INSTRUCCIONES A SEGUIR |
¿Puedes continuar el artículo sobre la Navidad y la paz que aparece a continuación, a partir de su última frase?

TEXTO PROPUESTO |

Ramón Llanes. Nos ha llegado la hora única, un tiempo esperado con largas ansiedades que luego serán mucho menos de lo pensado y la paz paccionada en mundos y conciencias dejará otro rasguño en la baba caída de nuestra ingenuidad. Han sobrado deseos, la observación de los humanos extiende una culpa rancia a los dioses que han de llegar, a los reyes magos que nunca vinieron a la sonrisa de la paz más convertida en dolor y hambruna que en rumor de empuje.
Quizá que no hemos llegado a la paz con las manos mejor dispuestas o quizá que todo fuera un trance obligado de mentirijillas inventado por sabios de marketing para ordenar un poco el malestar y enfocarlo todo a una sola conspiración; para dejar de pensar que faltaremos muchos a la cena, que faltarán agallas para desentumecer los odios, que escasearán las ternuras en las mesas y que pocos podrán brindar con el champán de la tolerancia, la buena voluntad y la verdad. Verán árboles adornados, belenes barrocos, estrellas de colores y zambombas ruidosas, mientras esa doble ración de arrumacos universales esperará hundida en la intratable manera de no saber hacer ni sabernos vivir ni enterarnos del mensaje.

Imágenes para localizar objetos:
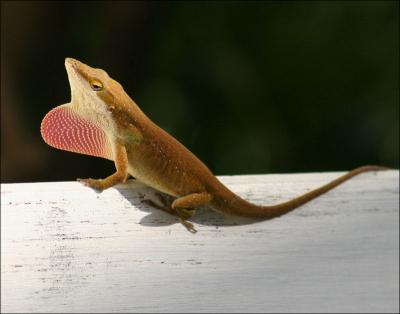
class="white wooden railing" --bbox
[1,170,399,312]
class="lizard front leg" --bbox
[77,143,128,191]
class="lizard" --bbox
[40,58,387,232]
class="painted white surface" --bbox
[1,170,399,312]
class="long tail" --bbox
[212,166,389,219]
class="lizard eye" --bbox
[90,80,103,92]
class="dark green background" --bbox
[1,1,399,182]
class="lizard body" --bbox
[41,58,385,231]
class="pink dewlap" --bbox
[40,105,112,159]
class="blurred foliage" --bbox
[1,1,399,182]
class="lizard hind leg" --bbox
[144,193,212,233]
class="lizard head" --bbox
[41,58,144,160]
[65,58,120,114]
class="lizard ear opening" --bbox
[90,79,103,92]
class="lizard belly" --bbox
[128,165,179,197]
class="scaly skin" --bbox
[41,58,386,232]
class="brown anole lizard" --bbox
[41,58,386,232]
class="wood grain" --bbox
[1,170,399,312]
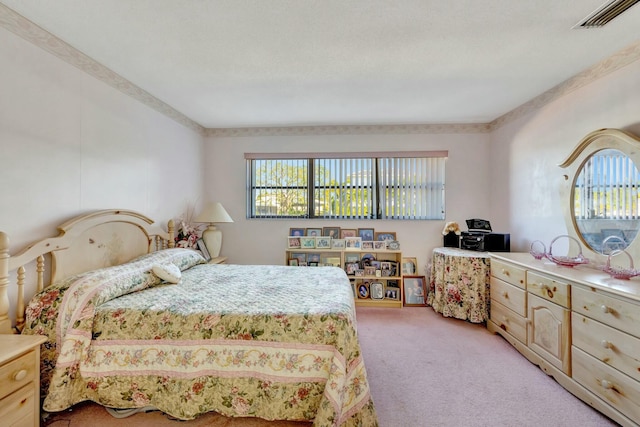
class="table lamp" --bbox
[193,202,233,258]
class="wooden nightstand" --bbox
[0,335,47,427]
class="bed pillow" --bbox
[151,264,182,283]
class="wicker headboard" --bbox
[0,210,174,334]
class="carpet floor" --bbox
[45,307,617,427]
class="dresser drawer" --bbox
[571,346,640,422]
[527,271,571,308]
[0,383,39,427]
[0,351,39,399]
[572,307,640,381]
[491,258,526,289]
[490,277,527,317]
[571,286,640,338]
[491,300,527,345]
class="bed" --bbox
[0,210,377,426]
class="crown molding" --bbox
[205,123,490,138]
[489,42,640,131]
[0,4,205,135]
[0,3,640,137]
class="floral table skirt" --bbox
[427,248,491,323]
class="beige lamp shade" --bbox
[193,202,233,258]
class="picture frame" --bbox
[287,236,302,249]
[344,237,362,251]
[358,228,375,241]
[369,282,384,300]
[384,285,400,301]
[322,227,340,239]
[290,252,307,265]
[340,228,358,239]
[401,257,418,276]
[402,276,427,307]
[196,238,211,262]
[304,228,322,237]
[331,239,344,249]
[373,240,387,251]
[299,236,316,249]
[289,227,304,237]
[374,231,397,241]
[358,282,369,299]
[316,236,331,249]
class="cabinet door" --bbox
[527,293,571,375]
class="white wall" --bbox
[490,61,640,251]
[205,133,490,273]
[0,28,203,252]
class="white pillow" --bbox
[151,264,182,283]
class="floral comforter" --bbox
[23,249,377,426]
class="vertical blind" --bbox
[574,150,640,219]
[245,151,447,219]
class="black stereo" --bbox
[460,219,511,252]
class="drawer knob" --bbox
[13,369,27,381]
[600,380,613,390]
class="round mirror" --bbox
[573,149,640,255]
[560,129,640,262]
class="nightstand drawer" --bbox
[0,351,39,399]
[0,383,34,427]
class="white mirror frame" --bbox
[558,128,640,263]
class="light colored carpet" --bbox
[46,307,617,427]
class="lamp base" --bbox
[202,225,222,258]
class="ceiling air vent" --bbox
[573,0,640,28]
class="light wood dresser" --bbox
[487,253,640,426]
[0,335,46,427]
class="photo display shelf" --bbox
[285,248,403,308]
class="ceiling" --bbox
[0,0,640,129]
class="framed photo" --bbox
[402,276,427,307]
[196,239,211,262]
[369,282,384,299]
[358,228,375,240]
[331,239,344,249]
[358,282,369,299]
[384,286,400,301]
[374,231,396,241]
[291,252,307,265]
[299,237,316,249]
[304,228,322,237]
[289,228,304,237]
[344,237,362,251]
[344,262,360,276]
[373,240,387,251]
[402,258,418,276]
[287,236,300,249]
[322,227,340,239]
[340,228,358,239]
[316,237,331,249]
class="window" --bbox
[245,151,447,219]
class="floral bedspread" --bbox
[23,249,377,426]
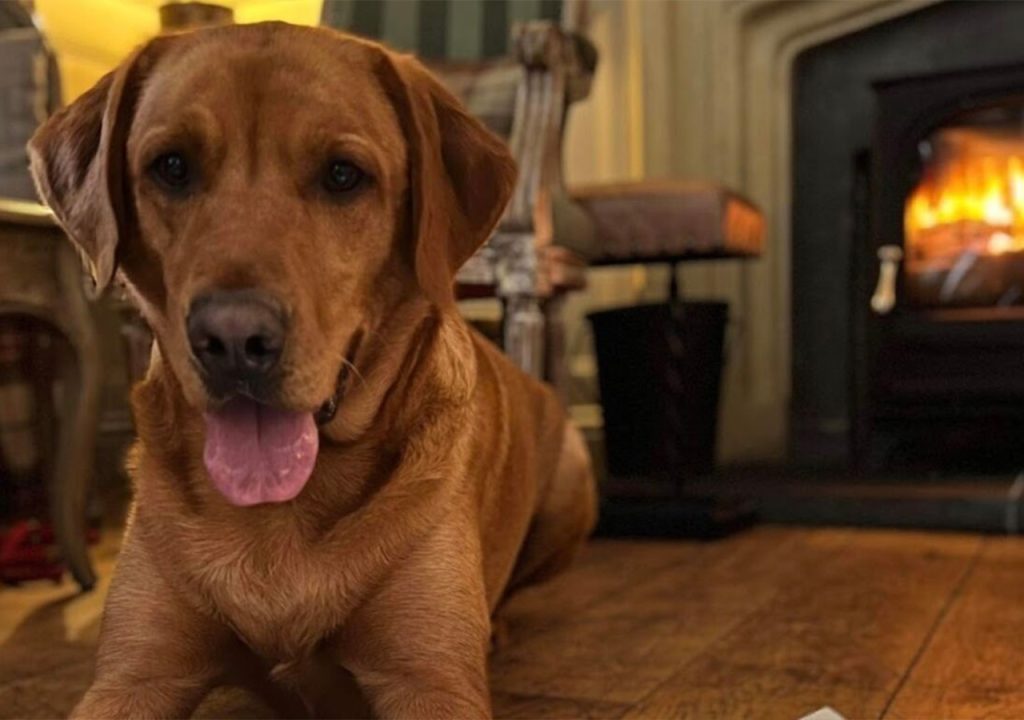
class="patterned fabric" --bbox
[431,59,523,139]
[322,0,562,61]
[0,28,59,200]
[572,181,764,264]
[323,0,561,139]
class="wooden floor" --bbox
[0,526,1024,720]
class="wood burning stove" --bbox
[852,66,1024,470]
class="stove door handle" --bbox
[871,245,903,315]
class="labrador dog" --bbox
[30,23,595,718]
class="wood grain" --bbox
[0,527,1024,720]
[886,538,1024,718]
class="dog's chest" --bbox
[181,524,348,662]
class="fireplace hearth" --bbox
[791,2,1024,481]
[853,65,1024,472]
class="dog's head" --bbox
[30,24,514,507]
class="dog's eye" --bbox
[324,160,367,193]
[153,153,191,189]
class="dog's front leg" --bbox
[72,531,231,718]
[337,520,490,720]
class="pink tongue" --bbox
[203,397,319,506]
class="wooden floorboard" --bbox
[886,538,1024,718]
[631,532,981,718]
[0,526,1024,720]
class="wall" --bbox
[35,0,323,102]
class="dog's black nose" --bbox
[186,290,285,394]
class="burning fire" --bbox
[904,128,1024,264]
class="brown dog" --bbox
[30,19,595,718]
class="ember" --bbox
[904,127,1024,305]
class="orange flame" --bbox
[904,129,1024,261]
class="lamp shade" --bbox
[34,0,324,102]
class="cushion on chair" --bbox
[571,180,764,264]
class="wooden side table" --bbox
[0,199,101,590]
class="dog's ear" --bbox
[29,41,158,295]
[381,50,516,304]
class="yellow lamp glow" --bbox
[35,0,324,102]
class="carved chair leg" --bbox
[49,247,101,590]
[544,294,569,406]
[503,295,544,378]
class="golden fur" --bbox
[30,24,595,718]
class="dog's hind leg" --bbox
[506,422,597,596]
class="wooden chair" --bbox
[323,0,597,385]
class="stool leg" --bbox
[49,251,101,590]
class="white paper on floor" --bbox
[800,705,846,720]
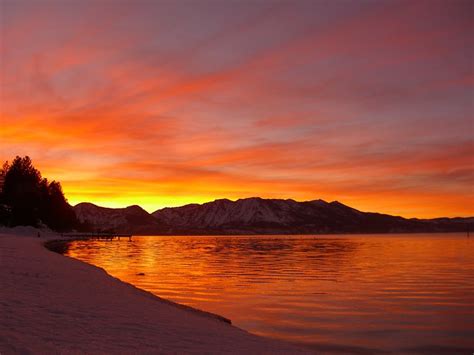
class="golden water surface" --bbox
[67,234,474,354]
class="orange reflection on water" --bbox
[68,235,474,351]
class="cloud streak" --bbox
[0,0,474,217]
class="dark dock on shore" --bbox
[61,233,132,240]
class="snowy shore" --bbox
[0,228,305,355]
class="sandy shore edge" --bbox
[0,230,309,354]
[43,238,232,324]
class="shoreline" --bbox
[0,230,312,354]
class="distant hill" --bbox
[74,198,474,235]
[74,202,161,234]
[152,197,474,234]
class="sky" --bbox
[0,0,474,218]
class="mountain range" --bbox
[74,197,474,235]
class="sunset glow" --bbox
[0,0,474,217]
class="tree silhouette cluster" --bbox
[0,156,77,231]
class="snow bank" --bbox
[0,235,304,355]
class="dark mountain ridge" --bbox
[74,197,474,235]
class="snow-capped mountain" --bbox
[153,198,470,234]
[74,197,474,234]
[74,202,160,234]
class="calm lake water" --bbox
[67,234,474,354]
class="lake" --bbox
[66,234,474,354]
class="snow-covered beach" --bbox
[0,228,305,354]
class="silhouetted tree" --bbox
[0,156,77,231]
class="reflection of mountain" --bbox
[74,198,474,234]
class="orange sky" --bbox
[0,0,474,217]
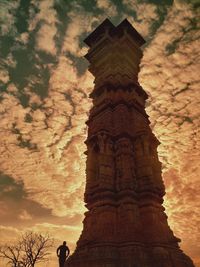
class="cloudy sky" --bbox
[0,0,200,267]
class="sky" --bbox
[0,0,200,267]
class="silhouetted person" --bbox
[57,241,70,267]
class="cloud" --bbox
[0,0,200,266]
[0,0,19,35]
[123,0,159,37]
[140,2,200,264]
[29,0,58,55]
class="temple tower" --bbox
[65,19,194,267]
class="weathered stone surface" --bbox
[65,20,194,267]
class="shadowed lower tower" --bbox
[65,19,194,267]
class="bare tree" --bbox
[0,232,53,267]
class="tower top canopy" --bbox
[84,19,145,46]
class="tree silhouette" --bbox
[0,232,53,267]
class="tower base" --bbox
[65,243,195,267]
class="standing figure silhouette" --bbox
[57,241,70,267]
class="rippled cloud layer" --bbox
[0,0,200,266]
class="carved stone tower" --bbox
[65,19,194,267]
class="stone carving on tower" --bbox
[65,19,194,267]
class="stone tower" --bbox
[65,19,194,267]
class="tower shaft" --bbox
[65,20,194,267]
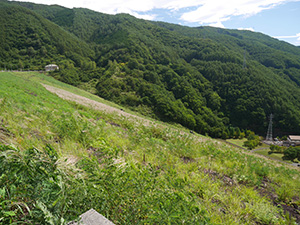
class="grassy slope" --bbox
[0,73,300,224]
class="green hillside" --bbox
[4,2,300,138]
[0,72,300,225]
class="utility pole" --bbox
[266,113,273,141]
[243,48,246,69]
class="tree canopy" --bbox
[0,2,300,138]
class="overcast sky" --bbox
[12,0,300,46]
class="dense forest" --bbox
[0,1,300,138]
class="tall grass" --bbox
[0,73,300,224]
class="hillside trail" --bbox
[41,83,300,170]
[41,83,209,141]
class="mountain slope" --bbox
[2,0,300,138]
[0,72,300,225]
[0,2,93,69]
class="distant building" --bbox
[45,64,59,71]
[287,135,300,146]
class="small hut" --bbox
[45,64,59,71]
[287,135,300,146]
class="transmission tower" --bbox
[243,48,246,69]
[266,113,273,141]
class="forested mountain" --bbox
[0,2,300,138]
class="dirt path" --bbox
[42,84,208,141]
[42,84,161,126]
[42,84,300,169]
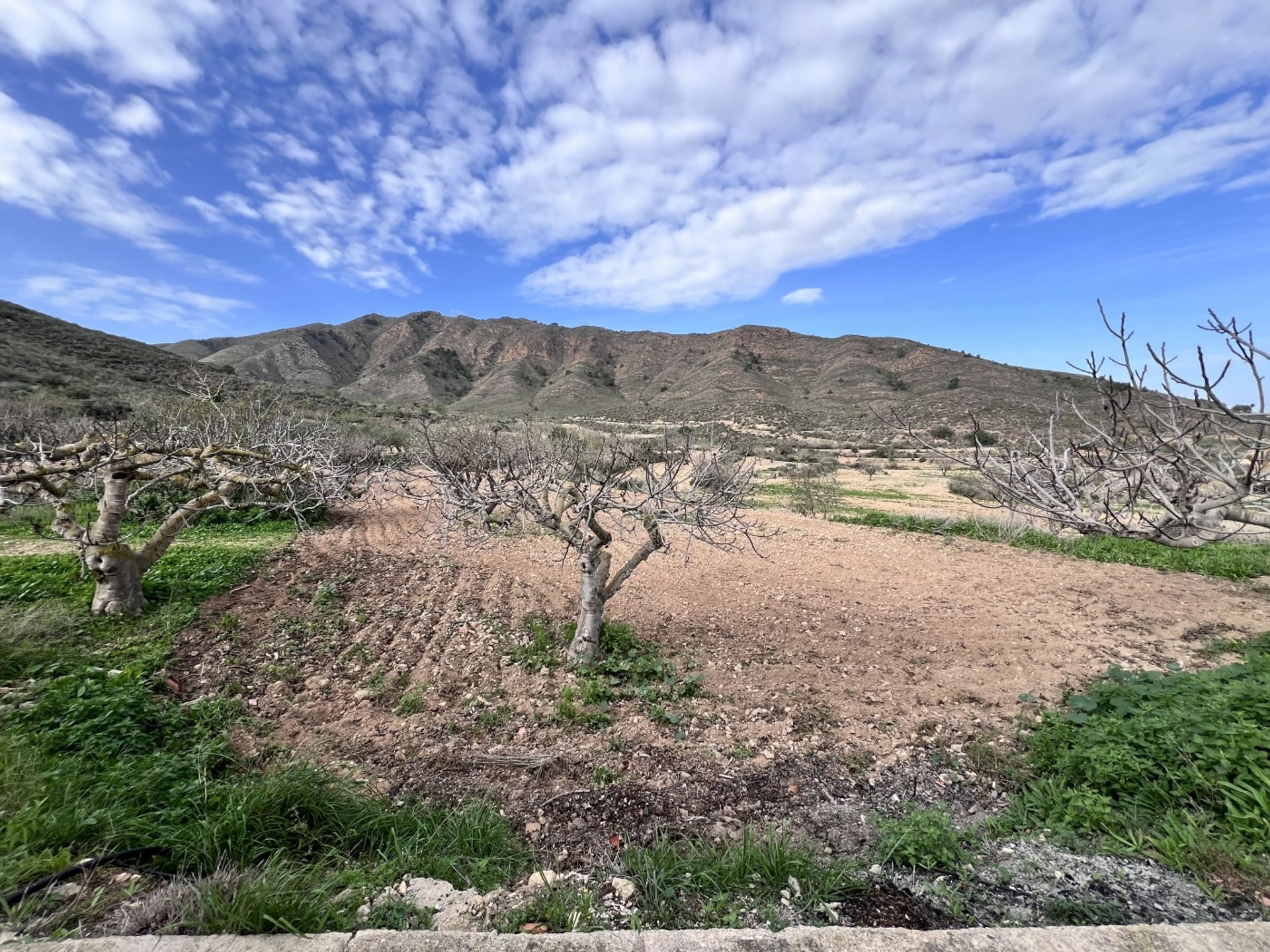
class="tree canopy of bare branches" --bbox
[403,421,759,661]
[0,385,359,614]
[896,302,1270,548]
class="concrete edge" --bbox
[15,922,1270,952]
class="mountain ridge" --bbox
[159,311,1088,430]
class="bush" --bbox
[949,476,995,501]
[1011,635,1270,872]
[878,807,965,871]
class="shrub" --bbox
[878,807,965,869]
[1011,635,1270,872]
[949,476,995,501]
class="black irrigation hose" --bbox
[0,847,169,908]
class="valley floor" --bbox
[171,501,1270,878]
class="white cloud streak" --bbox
[0,0,1270,309]
[21,264,250,334]
[781,288,824,305]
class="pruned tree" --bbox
[855,456,886,483]
[893,302,1270,548]
[790,462,838,518]
[396,421,761,661]
[0,382,364,614]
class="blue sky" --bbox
[0,0,1270,376]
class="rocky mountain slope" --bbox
[164,311,1083,432]
[0,301,206,411]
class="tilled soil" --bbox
[171,504,1270,865]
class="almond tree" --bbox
[0,385,368,614]
[400,422,758,661]
[897,302,1270,548]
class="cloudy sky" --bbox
[0,0,1270,366]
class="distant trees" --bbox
[0,382,359,614]
[896,302,1270,548]
[398,421,758,661]
[790,462,838,518]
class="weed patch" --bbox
[0,524,529,934]
[621,828,865,929]
[829,509,1270,580]
[512,618,704,730]
[1007,635,1270,882]
[878,805,966,872]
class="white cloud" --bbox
[0,0,224,87]
[781,288,824,305]
[0,93,177,249]
[21,264,250,333]
[110,95,163,136]
[0,0,1270,309]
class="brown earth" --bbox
[171,495,1270,862]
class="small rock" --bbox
[522,869,560,890]
[609,877,635,902]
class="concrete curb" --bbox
[17,923,1270,952]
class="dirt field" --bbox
[171,485,1270,862]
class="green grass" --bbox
[829,509,1270,580]
[621,828,865,929]
[876,803,966,872]
[513,617,704,730]
[757,483,910,500]
[0,524,529,934]
[1002,635,1270,889]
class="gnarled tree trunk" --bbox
[84,542,146,614]
[83,469,146,614]
[566,547,611,664]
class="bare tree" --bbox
[790,462,838,518]
[399,421,759,661]
[856,456,886,483]
[896,302,1270,548]
[0,383,368,614]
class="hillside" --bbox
[164,311,1083,432]
[0,301,206,409]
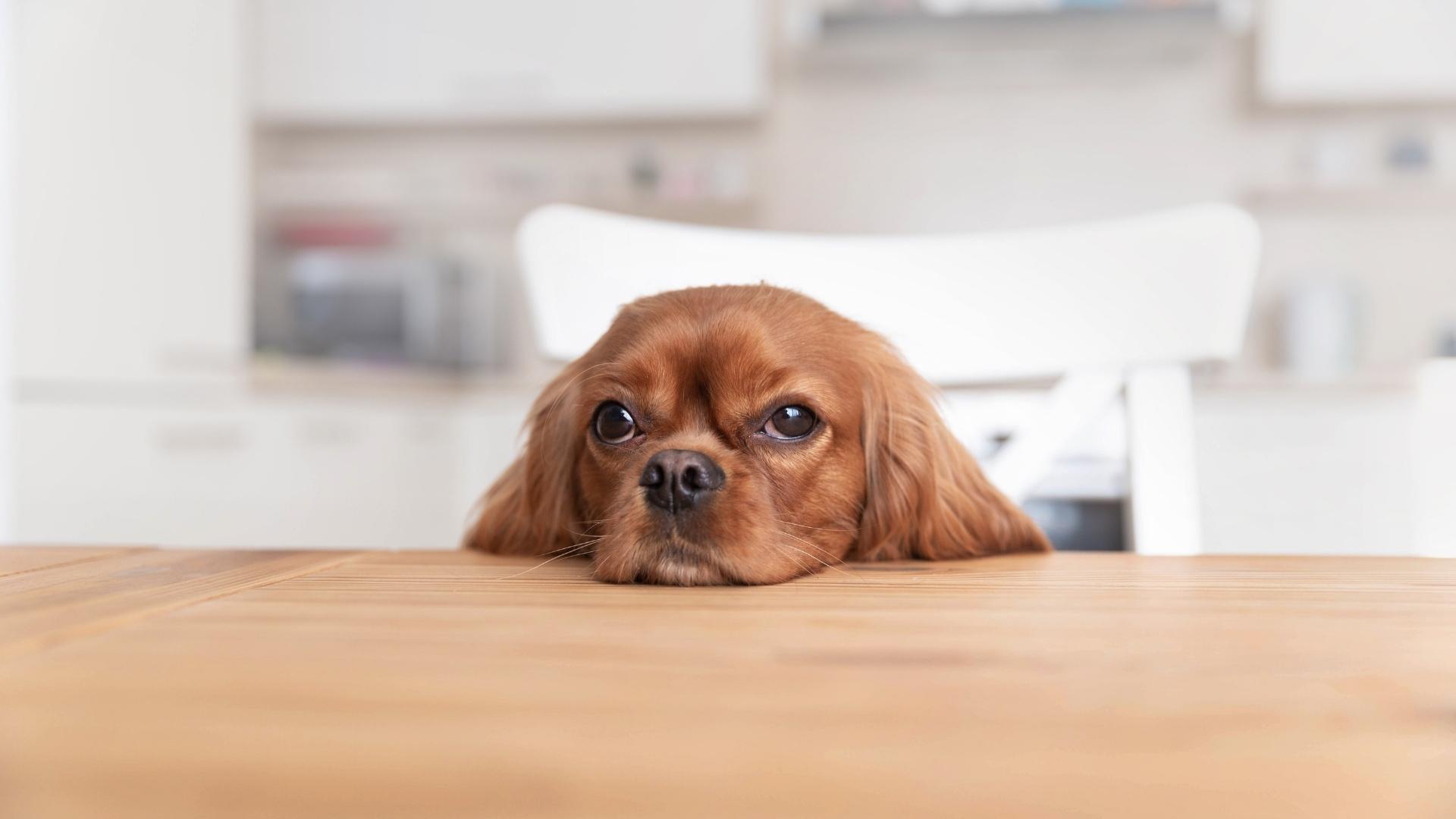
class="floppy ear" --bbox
[464,360,584,555]
[853,344,1051,560]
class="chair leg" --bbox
[1127,364,1201,555]
[986,369,1122,503]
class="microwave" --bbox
[271,248,466,369]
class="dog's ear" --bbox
[464,360,585,555]
[852,344,1051,560]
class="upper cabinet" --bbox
[253,0,766,122]
[1260,0,1456,105]
[5,0,249,383]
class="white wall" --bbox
[0,0,14,541]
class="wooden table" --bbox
[0,548,1456,819]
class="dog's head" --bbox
[469,286,1048,586]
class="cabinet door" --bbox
[14,0,249,381]
[14,400,464,548]
[1258,0,1456,105]
[255,0,764,120]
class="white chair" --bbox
[517,204,1260,554]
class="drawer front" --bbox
[16,403,463,548]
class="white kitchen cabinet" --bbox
[1258,0,1456,105]
[253,0,764,121]
[14,400,464,548]
[1194,386,1418,555]
[11,0,249,381]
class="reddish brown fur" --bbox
[467,286,1050,586]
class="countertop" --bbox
[0,548,1456,817]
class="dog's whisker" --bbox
[495,544,600,580]
[774,517,859,533]
[774,542,814,574]
[779,532,853,577]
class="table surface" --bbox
[0,548,1456,817]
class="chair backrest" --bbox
[517,204,1258,384]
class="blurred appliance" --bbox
[287,248,464,367]
[256,220,467,369]
[1280,281,1360,381]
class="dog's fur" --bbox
[467,286,1050,586]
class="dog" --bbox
[466,286,1050,586]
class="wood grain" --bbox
[0,552,1456,817]
[0,549,354,661]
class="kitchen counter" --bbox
[0,548,1456,817]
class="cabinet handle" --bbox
[153,424,245,453]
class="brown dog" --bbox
[467,286,1050,586]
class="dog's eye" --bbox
[592,403,636,443]
[763,406,814,440]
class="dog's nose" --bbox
[638,449,723,514]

RESPUESTA DEL EJERCICIO |
A punto del último desliz de satisfacción personal, con almirez en la mano, seguirán sonando bombas funestas por las megafonías del mundo, las pulsaciones aceleradas en cárceles y hospitales y el rumiar felicidades de muchos en contenedores profundos para llevarse a la boca algo menos maravilloso que una cena caliente en compañía de los seres queridos pero más imprescindible que el brindis final seguido del abrazo.
No se notará la fatalidad en la mesa y sobrarán vítores y alimentos porque estos faltarán en la paz de quienes no podrán acudir al convite a recibir viandas con paz en noches con menos honor y más recuerdos. Y volverá a ser la misma paz transversal de siempre sin el color natural de la solidaridad en los postres.